= Условие задачи =
Продолжите обсуждение установки Gentoo на ноутбук со сломанным дисплеем сразу после последнего сообщения в нём.

++++ Страница

# Установка на ноутбук со сломанным lcd. нужна помощь

## BurakVP

Есть ноутбук со сломанным дисплеем, есть ли возможность установить дистр. gentoo с помощью vga output  (при загрузке он не работает...), заранее благодарен

----------

## Bircoph

Попробуй переконфигурировать SystemRescueCD (http://sysresccd.org/Main_Page) для автоматического старта sshd или иксов с нужной конфигурацией. Инструкции по настройке там есть.

Как вариант, можно снять с ноута винт, поставить на него (базовую) систему и продолжить.

А вообще, странно это всё: консоль должна дублироваться на внешний монитор.

----------

## BurakVP

Спасибо за совет, вот только я токо начинаю разбираться с линксом... разве будет ли работать ядро собранное на стационарном компе\другом ноуте, если перенести хдд?

++++++++
++++ Фрагмент данных

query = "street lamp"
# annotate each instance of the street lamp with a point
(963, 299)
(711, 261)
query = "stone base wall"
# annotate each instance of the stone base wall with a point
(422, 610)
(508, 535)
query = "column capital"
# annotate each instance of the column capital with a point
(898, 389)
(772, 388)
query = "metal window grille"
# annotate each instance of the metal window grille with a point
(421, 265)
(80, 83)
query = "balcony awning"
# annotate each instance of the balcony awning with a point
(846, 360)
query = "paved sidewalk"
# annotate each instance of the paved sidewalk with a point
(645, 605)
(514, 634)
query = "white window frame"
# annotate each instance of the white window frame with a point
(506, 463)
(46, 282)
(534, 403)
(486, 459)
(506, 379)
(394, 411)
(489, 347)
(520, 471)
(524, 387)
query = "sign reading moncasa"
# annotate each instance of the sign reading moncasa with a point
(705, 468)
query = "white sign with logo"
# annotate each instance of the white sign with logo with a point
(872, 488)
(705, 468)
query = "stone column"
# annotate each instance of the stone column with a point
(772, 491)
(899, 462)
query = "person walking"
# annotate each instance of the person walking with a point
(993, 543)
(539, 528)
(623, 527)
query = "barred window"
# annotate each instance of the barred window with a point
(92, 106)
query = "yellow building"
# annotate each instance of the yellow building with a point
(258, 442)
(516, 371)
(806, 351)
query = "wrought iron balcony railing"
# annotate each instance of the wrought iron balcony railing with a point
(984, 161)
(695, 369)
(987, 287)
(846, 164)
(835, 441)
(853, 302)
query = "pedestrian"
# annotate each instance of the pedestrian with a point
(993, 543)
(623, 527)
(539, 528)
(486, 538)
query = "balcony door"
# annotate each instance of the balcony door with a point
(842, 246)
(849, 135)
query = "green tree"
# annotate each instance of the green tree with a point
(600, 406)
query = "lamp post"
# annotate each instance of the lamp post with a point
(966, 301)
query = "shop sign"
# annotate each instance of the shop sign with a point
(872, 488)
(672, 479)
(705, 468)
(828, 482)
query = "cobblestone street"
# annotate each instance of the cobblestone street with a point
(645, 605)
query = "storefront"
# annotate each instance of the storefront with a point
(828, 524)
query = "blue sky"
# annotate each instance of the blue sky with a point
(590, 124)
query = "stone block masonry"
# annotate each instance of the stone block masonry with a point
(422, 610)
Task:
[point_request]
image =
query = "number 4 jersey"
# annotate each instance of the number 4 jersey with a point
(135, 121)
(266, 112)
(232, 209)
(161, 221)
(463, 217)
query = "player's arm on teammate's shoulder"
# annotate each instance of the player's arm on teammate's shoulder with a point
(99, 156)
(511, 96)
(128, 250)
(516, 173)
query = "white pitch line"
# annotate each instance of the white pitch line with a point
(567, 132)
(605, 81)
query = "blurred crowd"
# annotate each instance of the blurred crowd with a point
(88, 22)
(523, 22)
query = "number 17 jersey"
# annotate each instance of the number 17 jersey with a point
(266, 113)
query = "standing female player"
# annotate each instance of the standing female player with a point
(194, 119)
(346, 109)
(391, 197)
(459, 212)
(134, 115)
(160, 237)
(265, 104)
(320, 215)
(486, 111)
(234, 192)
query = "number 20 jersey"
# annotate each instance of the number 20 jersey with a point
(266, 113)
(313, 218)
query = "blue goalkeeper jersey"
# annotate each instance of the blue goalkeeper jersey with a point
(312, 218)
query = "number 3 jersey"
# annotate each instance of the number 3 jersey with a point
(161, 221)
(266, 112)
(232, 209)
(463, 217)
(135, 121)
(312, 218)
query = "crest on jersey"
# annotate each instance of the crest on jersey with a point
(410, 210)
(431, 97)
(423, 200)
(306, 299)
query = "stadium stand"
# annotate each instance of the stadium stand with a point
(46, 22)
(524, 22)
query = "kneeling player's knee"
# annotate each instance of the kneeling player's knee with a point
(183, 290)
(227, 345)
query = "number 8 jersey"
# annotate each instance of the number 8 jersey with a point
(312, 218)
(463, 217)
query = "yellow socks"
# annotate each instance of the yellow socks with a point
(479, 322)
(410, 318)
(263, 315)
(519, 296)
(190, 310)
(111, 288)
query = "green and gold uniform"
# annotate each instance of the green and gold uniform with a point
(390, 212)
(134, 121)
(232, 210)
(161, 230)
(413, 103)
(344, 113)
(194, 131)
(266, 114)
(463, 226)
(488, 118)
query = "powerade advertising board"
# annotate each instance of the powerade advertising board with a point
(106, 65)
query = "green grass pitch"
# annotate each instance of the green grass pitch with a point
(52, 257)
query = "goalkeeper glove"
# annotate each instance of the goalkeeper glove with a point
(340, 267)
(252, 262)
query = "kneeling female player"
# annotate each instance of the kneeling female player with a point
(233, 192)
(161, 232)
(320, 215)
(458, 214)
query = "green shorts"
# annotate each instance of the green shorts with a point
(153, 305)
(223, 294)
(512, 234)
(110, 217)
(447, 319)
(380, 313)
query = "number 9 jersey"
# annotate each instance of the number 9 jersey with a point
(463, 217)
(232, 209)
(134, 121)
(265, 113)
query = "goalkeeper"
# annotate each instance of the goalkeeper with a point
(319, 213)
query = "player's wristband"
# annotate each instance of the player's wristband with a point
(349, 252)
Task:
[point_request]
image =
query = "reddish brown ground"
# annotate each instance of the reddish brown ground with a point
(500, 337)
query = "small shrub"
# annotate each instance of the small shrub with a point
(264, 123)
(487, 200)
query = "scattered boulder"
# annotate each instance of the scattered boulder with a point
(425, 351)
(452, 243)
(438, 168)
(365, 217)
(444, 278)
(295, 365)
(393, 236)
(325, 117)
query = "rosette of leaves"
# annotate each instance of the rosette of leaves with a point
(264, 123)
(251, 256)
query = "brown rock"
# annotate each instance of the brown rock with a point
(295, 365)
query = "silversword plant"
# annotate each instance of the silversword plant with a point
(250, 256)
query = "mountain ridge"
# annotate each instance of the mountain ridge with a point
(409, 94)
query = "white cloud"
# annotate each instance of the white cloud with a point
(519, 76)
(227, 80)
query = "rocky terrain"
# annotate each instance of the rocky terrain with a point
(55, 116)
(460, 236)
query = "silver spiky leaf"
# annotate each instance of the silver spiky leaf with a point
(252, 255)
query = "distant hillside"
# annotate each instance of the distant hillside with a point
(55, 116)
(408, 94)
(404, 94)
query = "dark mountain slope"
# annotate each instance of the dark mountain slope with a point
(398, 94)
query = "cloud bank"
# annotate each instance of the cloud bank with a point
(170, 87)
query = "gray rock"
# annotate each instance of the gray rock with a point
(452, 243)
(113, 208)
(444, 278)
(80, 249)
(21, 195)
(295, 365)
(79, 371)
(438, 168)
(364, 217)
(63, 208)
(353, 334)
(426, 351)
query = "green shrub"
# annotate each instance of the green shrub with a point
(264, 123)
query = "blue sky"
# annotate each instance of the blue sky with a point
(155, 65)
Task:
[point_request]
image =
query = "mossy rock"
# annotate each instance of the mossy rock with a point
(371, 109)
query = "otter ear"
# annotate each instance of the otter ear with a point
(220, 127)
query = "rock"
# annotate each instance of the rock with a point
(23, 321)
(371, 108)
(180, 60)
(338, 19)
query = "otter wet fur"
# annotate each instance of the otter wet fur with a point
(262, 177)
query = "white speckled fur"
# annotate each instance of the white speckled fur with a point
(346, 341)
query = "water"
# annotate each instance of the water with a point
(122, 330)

++++++++
++++ Фрагмент данных

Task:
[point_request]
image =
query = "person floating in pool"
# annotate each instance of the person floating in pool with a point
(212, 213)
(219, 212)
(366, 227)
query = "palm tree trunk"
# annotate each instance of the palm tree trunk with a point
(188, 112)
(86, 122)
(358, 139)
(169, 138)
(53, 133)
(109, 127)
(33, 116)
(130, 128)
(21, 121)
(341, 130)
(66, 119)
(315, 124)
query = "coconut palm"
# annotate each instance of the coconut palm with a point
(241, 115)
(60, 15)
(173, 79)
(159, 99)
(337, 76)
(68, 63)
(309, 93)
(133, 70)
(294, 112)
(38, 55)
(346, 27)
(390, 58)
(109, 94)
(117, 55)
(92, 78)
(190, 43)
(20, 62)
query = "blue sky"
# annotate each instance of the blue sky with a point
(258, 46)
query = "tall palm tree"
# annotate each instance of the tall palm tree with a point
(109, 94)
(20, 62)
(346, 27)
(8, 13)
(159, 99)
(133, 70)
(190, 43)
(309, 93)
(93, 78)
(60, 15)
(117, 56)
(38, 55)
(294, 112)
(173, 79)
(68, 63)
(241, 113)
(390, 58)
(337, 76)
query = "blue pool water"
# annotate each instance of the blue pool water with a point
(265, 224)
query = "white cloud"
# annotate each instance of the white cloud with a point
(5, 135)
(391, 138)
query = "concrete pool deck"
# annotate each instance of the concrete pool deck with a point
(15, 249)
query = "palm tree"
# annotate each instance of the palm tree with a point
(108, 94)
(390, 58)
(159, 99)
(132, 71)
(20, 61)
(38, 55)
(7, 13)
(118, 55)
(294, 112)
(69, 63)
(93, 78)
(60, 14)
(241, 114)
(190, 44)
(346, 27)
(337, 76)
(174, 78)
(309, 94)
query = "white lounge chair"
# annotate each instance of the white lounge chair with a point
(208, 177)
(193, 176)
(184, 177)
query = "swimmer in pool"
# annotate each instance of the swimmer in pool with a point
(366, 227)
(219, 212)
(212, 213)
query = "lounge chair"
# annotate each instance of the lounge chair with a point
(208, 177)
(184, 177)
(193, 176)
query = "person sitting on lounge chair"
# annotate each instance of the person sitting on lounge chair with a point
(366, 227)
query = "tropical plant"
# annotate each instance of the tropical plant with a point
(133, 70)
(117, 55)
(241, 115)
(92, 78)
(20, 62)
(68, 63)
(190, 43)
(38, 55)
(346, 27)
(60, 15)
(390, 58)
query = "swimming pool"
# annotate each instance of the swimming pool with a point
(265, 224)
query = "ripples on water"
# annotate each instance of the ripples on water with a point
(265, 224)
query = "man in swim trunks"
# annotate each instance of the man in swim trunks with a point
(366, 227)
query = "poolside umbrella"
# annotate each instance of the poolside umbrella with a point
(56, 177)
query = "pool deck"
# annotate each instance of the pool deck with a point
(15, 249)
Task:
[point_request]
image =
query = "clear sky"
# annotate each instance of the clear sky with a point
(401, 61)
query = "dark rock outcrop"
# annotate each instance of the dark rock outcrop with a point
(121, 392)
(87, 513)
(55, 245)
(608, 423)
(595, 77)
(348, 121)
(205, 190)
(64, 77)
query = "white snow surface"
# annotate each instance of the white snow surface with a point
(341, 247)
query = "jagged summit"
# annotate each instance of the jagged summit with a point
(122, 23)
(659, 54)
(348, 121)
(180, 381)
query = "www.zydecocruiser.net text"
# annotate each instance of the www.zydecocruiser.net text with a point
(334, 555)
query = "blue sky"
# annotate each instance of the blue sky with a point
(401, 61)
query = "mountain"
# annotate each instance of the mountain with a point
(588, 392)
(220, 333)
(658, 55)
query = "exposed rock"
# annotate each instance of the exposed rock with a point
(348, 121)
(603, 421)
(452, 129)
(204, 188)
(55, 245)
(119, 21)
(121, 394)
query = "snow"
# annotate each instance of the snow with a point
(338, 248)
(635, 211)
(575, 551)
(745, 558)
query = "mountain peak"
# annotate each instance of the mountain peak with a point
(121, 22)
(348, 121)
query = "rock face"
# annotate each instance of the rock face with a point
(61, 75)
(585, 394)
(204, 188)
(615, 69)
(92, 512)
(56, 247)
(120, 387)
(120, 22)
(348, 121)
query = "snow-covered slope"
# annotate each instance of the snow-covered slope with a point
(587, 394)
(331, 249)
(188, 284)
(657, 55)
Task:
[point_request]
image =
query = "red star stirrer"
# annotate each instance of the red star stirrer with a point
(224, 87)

++++++++

= Ответ на задание =
----------

## BurakVP

Внешний монитор начинает видеть только после загрузки винды.при нажатии Fn+f4, в консоли это сочетание не работает

----------

## Laitr Keiows

 *BurakVP wrote:*   

> Разве будет ли работать ядро собранное на стационарном компе\другом ноуте, если перенести хдд?

 

Если в ядре будут включены все нужные для работы на ноутбуке опции, то работать будет.

 *BurakVP wrote:*   

> Внешний монитор начинает видеть только после загрузки

 

Стоит попробовать настроить это поведение в BIOS или через BIOS. Например, у многих ноутов Toshiba есть утилита для настроики параметров BIOS прямо из ОС.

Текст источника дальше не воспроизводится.